- [What to do] Display every line of the entries below that contains the word "noun", copied unchanged.

- [Data provided]
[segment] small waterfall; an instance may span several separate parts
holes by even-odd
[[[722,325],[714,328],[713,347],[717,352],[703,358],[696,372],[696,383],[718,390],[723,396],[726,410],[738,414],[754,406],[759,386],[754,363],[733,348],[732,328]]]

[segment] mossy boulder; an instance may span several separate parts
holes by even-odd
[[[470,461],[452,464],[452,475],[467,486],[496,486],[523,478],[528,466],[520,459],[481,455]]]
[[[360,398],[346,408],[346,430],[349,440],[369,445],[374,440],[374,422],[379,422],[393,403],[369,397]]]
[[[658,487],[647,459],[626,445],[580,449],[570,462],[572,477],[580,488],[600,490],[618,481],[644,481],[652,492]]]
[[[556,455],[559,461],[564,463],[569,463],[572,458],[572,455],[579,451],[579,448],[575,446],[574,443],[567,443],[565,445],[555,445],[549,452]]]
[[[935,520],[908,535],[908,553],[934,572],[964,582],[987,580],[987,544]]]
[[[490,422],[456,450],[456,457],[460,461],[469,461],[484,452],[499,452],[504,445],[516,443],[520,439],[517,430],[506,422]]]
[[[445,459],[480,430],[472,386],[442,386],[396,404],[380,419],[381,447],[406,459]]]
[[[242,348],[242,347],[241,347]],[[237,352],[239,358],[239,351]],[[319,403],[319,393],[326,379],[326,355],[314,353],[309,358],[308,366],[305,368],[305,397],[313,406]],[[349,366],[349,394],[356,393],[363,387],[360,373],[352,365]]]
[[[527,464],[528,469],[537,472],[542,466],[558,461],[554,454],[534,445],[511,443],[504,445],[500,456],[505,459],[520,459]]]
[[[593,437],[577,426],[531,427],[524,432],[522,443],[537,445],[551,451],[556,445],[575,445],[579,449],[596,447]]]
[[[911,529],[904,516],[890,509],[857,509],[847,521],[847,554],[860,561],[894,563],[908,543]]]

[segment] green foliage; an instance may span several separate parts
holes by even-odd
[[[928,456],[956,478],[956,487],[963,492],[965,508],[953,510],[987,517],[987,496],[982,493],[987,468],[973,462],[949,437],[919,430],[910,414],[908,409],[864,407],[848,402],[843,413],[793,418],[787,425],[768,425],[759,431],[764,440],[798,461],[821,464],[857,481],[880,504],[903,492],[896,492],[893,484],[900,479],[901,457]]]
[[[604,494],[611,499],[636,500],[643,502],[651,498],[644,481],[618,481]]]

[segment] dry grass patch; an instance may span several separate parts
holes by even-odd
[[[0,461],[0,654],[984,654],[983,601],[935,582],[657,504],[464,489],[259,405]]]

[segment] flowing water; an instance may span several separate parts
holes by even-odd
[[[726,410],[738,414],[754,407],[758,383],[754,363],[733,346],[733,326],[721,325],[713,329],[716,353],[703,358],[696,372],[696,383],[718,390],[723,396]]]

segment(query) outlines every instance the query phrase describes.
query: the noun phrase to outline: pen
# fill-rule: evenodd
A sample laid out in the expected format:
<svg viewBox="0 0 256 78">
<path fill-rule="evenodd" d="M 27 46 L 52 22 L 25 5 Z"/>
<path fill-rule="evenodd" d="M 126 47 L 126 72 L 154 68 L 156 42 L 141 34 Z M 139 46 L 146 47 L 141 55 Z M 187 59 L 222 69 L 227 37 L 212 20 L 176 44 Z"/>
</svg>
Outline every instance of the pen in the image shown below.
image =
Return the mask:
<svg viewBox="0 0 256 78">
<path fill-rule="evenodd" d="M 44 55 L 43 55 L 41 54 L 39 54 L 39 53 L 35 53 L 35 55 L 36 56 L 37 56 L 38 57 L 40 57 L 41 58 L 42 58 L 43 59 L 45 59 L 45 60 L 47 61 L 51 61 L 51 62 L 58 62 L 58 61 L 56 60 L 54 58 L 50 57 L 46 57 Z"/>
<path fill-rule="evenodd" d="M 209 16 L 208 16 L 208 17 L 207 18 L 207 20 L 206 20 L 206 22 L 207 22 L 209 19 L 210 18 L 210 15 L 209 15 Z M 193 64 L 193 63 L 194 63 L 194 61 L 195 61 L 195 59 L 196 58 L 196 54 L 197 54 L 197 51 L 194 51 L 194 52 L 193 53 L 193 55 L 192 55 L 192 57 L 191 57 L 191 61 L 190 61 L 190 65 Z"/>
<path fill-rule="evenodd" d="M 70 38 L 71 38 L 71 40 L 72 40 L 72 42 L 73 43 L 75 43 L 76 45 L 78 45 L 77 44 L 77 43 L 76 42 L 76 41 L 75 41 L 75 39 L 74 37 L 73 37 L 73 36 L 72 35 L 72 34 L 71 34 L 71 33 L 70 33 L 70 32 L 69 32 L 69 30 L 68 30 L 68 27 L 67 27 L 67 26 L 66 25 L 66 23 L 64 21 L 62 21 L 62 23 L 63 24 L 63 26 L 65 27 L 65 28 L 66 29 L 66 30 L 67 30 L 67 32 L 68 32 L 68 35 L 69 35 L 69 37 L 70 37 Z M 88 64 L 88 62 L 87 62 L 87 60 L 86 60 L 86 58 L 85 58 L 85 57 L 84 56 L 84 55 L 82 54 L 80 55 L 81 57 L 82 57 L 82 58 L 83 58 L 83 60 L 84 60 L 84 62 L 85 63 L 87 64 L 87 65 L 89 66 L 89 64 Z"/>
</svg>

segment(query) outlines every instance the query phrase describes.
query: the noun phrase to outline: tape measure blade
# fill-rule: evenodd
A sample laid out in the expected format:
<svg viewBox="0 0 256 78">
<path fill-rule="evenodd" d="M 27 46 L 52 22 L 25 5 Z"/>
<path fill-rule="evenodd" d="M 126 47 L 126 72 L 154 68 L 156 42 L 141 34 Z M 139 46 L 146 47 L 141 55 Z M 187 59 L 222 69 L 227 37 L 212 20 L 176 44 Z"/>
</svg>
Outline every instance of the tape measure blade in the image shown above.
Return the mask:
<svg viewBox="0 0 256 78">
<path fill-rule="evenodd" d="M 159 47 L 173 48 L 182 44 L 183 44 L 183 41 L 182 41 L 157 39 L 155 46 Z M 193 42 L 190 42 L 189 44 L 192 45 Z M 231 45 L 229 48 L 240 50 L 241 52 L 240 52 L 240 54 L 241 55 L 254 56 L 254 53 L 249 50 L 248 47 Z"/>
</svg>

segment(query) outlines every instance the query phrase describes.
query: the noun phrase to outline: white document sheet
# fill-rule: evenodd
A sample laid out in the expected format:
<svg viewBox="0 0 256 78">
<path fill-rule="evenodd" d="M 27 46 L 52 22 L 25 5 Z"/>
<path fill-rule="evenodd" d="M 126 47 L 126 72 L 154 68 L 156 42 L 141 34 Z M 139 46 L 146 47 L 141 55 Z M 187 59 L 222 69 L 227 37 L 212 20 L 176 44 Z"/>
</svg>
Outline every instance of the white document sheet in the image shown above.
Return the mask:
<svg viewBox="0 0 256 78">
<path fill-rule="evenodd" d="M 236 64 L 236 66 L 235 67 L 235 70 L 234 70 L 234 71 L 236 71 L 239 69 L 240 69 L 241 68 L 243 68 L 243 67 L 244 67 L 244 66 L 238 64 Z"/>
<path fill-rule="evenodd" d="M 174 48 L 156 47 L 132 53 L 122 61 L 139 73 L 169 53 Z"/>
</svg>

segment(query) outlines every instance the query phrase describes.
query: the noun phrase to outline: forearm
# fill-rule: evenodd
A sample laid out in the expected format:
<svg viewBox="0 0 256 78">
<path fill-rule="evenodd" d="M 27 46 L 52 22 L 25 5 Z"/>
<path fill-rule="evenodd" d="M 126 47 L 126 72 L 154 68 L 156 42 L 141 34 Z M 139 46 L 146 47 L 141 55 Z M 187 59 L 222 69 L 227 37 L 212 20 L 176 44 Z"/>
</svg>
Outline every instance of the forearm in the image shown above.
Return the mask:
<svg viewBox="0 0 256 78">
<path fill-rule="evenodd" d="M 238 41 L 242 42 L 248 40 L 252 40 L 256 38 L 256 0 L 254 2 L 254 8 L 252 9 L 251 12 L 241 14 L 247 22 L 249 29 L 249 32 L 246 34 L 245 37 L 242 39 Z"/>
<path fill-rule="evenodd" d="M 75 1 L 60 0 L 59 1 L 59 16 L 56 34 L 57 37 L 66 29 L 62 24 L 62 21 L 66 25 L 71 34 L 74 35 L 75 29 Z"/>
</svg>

- [Correct result]
query: the noun phrase to outline: pen
query: the noun phrase to outline: tape measure blade
query: the noun phrase to outline: white document sheet
query: the noun phrase to outline: forearm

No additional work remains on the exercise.